_What you should do_: A verbatim copy of each record is required.

[Point-per-instance localization data]
== == ==

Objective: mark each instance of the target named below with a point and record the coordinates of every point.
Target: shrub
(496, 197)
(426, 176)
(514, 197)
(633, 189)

== == ==

_Answer to the problem_:
Objective: mark each instance of the target named below with a point and record the coordinates of every point.
Target: shrub
(496, 197)
(426, 176)
(514, 197)
(633, 189)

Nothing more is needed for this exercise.